New avatar, broader secular growth theme
Head – Equities
Canara Robeco Mutual Fund
Canara Robeco Consumers Trends Fund has a broader mandate than the erstwhile F.O.R.C.E. Fund, which now allows it to participate meaningfully in a diverse range of sectors across urban and rural consumption themes. Krishna believes that rural consumption will now strengthen demand which was hitherto led largely by urban consumption. Formalization is a key gamchanger that he is betting on. Consumption is also immune to political volatility – a key benefit as we get closer to election fever in India.
WF: With the renaming of the fund, you are now open to a wider spectrum of consumption stocks / companies. Has there been a corresponding change in the portfolio strategy and composition?
Krishna: Consumer Trends Fund (which was earlier called the F.O.R.C.E. fund) had a mandatory commitment to invest minimum 15% in Entertainment and 40% in Banks.

**What the task asks**. In the Canara Robeco fund interview, please state what minimum share of investment the fund was committed to put in Banks when it was called the F.O.R.C.E. fund.

**Provided records**.
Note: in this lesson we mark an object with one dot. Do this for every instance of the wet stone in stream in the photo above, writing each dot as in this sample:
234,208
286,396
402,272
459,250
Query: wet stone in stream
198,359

**Problem solution**. 40%